-- PASSAGE PROVIDED follows --

Integrated quality evaluation strategy for multi-species resourced herb medicine of Qinjiao by metabolomics analysis and genetic comparation

Fifty-eight batches of rhizomes of G. macrophylla, G. straminea, G. crasicaulis and G. daurica were collected from different herbal markets or harvested from various locations of China. All samples were authenticated by Professor Jiuzhi Yuan (Shenyang Pharmaceutical University) or Professor Lihong Wu (Shanghai University of Traditional Chinese Medicine). Voucher specimens were deposited in Department of Pharmacy, The First Affiliated Hospital of Zhengzhou University, Zhengzhou, China or the Institute of Chinese Materia Medica, Shanghai University of Traditional Chinese Medicine, Shanghai, China. Detailed information of collected samples in this study is list in Table 1. The roots were gently washed and dried at 50 °C for 48 h, and then were grounded into powder and stored in glass jars in the dark at room temperature until further analysis.

-- PASSAGE PROVIDED concluded --

WHAT TO WORK ON:
A. According to the Qinjiao passage, how many batches of rhizomes were collected?
B. Quote the Qinjiao passage, beginning with the words "Fifty-eight batches of" and stopping after "until further analysis.".
C. Translate this sentence from the Qinjiao passage into Spanish: "Voucher specimens were deposited in Department of Pharmacy, The First Affiliated Hospital of Zhengzhou University, Zhengzhou, China or the Institute of Chinese Materia Medica, Shanghai University of Traditional Chinese Medicine, Shanghai, China."

-- RECORDS follows --

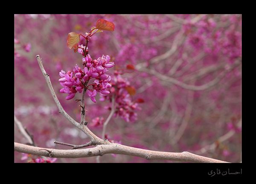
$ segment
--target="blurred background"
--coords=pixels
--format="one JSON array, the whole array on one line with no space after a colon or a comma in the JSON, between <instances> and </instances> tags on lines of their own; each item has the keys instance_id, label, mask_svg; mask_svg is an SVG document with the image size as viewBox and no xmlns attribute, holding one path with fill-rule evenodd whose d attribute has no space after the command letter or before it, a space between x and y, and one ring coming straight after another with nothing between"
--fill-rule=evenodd
<instances>
[{"instance_id":1,"label":"blurred background","mask_svg":"<svg viewBox=\"0 0 256 184\"><path fill-rule=\"evenodd\" d=\"M93 59L110 56L115 65L108 73L112 79L119 74L131 88L127 98L136 106L128 116L117 113L112 117L105 136L136 147L241 161L241 15L14 16L15 114L36 146L68 149L54 141L78 145L89 141L58 113L35 56L42 58L64 110L79 122L75 99L81 94L67 100L59 92L60 71L71 71L76 64L82 67L81 56L67 46L67 34L85 35L103 18L113 22L115 30L92 37L89 53ZM84 40L80 43L84 45ZM86 96L85 102L87 126L101 137L111 103L100 98L97 95L94 103ZM15 141L27 143L16 125ZM23 155L15 152L15 162L36 158ZM55 162L175 162L113 154Z\"/></svg>"}]
</instances>

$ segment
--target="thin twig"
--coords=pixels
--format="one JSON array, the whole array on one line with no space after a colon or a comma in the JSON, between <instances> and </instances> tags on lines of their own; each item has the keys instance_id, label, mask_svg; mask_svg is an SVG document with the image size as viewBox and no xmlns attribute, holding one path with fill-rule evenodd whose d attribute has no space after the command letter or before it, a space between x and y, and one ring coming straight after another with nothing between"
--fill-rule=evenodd
<instances>
[{"instance_id":1,"label":"thin twig","mask_svg":"<svg viewBox=\"0 0 256 184\"><path fill-rule=\"evenodd\" d=\"M115 111L116 110L115 108L115 96L114 95L113 95L113 96L112 96L111 100L112 105L111 107L111 111L110 112L110 113L108 115L108 116L107 118L107 119L106 119L106 121L103 123L103 129L102 130L102 138L103 139L105 139L105 133L106 133L106 129L107 128L107 125L108 125L109 120L110 120L110 119L113 116L113 114L114 114L114 113L115 112Z\"/></svg>"},{"instance_id":2,"label":"thin twig","mask_svg":"<svg viewBox=\"0 0 256 184\"><path fill-rule=\"evenodd\" d=\"M64 145L65 146L71 146L71 147L73 147L72 148L72 149L73 149L73 150L75 150L75 149L78 149L78 148L81 148L82 147L87 147L88 146L92 146L93 145L95 145L92 141L90 141L90 142L87 142L87 143L85 144L81 144L81 145L72 144L71 144L65 143L64 142L59 142L58 141L54 141L54 142L53 143L55 143L55 144L61 144L61 145Z\"/></svg>"},{"instance_id":3,"label":"thin twig","mask_svg":"<svg viewBox=\"0 0 256 184\"><path fill-rule=\"evenodd\" d=\"M86 85L87 83L86 84ZM80 124L81 125L86 125L87 123L85 121L85 110L84 105L84 95L86 92L87 89L84 88L83 91L83 94L82 95L82 97L80 101L80 107L81 107L81 120L80 121Z\"/></svg>"}]
</instances>

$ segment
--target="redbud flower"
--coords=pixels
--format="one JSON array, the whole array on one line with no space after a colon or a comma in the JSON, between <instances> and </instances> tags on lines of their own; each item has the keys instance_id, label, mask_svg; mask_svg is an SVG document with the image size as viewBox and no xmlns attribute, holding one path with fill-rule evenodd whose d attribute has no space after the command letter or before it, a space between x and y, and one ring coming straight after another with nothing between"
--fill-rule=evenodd
<instances>
[{"instance_id":1,"label":"redbud flower","mask_svg":"<svg viewBox=\"0 0 256 184\"><path fill-rule=\"evenodd\" d=\"M94 103L96 102L96 100L95 99L95 96L97 94L97 91L96 90L93 90L93 91L91 91L90 90L87 91L87 94L89 96L91 99L91 100Z\"/></svg>"}]
</instances>

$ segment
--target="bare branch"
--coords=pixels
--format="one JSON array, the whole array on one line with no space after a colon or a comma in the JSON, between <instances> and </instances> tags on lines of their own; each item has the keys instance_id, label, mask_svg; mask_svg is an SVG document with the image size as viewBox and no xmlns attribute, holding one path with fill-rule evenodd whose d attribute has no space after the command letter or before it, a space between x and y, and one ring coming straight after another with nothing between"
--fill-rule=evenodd
<instances>
[{"instance_id":1,"label":"bare branch","mask_svg":"<svg viewBox=\"0 0 256 184\"><path fill-rule=\"evenodd\" d=\"M55 144L58 144L64 145L65 146L71 146L71 147L73 147L73 148L72 149L73 150L75 150L76 149L78 149L78 148L81 148L82 147L87 147L88 146L92 146L93 145L95 145L91 141L90 141L90 142L87 142L87 143L85 144L81 144L81 145L71 144L65 143L64 142L59 142L58 141L55 141L53 143L55 143Z\"/></svg>"},{"instance_id":2,"label":"bare branch","mask_svg":"<svg viewBox=\"0 0 256 184\"><path fill-rule=\"evenodd\" d=\"M187 152L172 153L151 151L116 143L98 145L94 147L87 149L67 150L35 147L15 142L14 149L15 150L19 152L54 158L90 157L113 153L138 156L147 160L165 160L202 163L227 163Z\"/></svg>"}]
</instances>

-- RECORDS concluded --

SOLVED PROBLEMS:
A. Fifty-eight batches.

B.
Fifty-eight batches of rhizomes of G. macrophylla, G. straminea, G. crasicaulis and G. daurica were collected from different herbal markets or harvested from various locations of China. All samples were authenticated by Professor Jiuzhi Yuan (Shenyang Pharmaceutical University) or Professor Lihong Wu (Shanghai University of Traditional Chinese Medicine). Voucher specimens were deposited in Department of Pharmacy, The First Affiliated Hospital of Zhengzhou University, Zhengzhou, China or the Institute of Chinese Materia Medica, Shanghai University of Traditional Chinese Medicine, Shanghai, China. Detailed information of collected samples in this study is list in Table 1. The roots were gently washed and dried at 50 °C for 48 h, and then were grounded into powder and stored in glass jars in the dark at room temperature until further analysis.

C. Los especímenes testigo se depositaron en el Departamento de Farmacia del Primer Hospital Afiliado de la Universidad de Zhengzhou, Zhengzhou, China, o en el Instituto de Materia Médica China de la Universidad de Medicina Tradicional China de Shanghái, Shanghái, China.